▶ **Written task 1**
Repeat the whole passage on Gear6 and network caching word for word.
---------- Passage shown
Gear6 trailblazing Network Caching

Earlier this week, I had great conversation with Gary Orenstien and Jack O’Brien at Gear6. Here are the excerpts from our conversation.

How is Gear6 doing?

Gear6 seems to be doing well. Several units are currently in field being evaluated by various customers. No specific number of units provided, just a wide range between 10 and 100. Company has over thirty employees and financially all set in the near term. Company has started to focus CACHEfx on financial analytics, energy and animation segments and will expand focus by the end of the year.

What are the benefits of network based caching?

Network caching enables increased cache utilization, flexibility and scalability. Caching is moving from end devices to network and becoming a network resource.

What one factor is attracting customers to your caching solution?
--------------------
▶ **Written task 2**
Transcribe the part of the records that opens with their first line and closes with the line containing "Within one instance, the", both ends included, and nothing more.
---------- Given records
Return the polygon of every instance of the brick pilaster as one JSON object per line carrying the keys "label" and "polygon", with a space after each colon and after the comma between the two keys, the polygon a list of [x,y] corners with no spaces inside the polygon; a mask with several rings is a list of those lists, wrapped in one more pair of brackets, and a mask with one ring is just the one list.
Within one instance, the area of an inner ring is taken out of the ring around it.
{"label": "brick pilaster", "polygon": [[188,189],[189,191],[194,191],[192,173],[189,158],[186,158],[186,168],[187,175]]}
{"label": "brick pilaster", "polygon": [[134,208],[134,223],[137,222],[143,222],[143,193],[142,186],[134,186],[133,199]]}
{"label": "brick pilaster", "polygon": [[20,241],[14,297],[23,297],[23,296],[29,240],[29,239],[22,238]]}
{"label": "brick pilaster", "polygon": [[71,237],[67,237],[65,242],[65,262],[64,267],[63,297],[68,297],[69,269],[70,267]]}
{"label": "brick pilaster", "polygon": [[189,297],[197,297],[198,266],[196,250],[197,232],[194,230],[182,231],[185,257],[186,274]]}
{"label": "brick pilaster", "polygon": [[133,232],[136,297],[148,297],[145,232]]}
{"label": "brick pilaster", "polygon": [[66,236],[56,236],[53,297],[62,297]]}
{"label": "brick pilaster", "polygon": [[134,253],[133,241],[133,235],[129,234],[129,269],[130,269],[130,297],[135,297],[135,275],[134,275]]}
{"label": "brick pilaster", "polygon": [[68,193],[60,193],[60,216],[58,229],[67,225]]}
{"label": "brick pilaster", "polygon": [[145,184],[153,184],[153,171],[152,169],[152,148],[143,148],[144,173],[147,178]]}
--------------------
▶ **Full solution 1**
Gear6 trailblazing Network Caching

Earlier this week, I had great conversation with Gary Orenstien and Jack O’Brien at Gear6. Here are the excerpts from our conversation.

How is Gear6 doing?

Gear6 seems to be doing well. Several units are currently in field being evaluated by various customers. No specific number of units provided, just a wide range between 10 and 100. Company has over thirty employees and financially all set in the near term. Company has started to focus CACHEfx on financial analytics, energy and animation segments and will expand focus by the end of the year.

What are the benefits of network based caching?

Network caching enables increased cache utilization, flexibility and scalability. Caching is moving from end devices to network and becoming a network resource.

What one factor is attracting customers to your caching solution?

▶ **Full solution 2**
Return the polygon of every instance of the brick pilaster as one JSON object per line carrying the keys "label" and "polygon", with a space after each colon and after the comma between the two keys, the polygon a list of [x,y] corners with no spaces inside the polygon; a mask with several rings is a list of those lists, wrapped in one more pair of brackets, and a mask with one ring is just the one list.
Within one instance, the area of an inner ring is taken out of the ring around it.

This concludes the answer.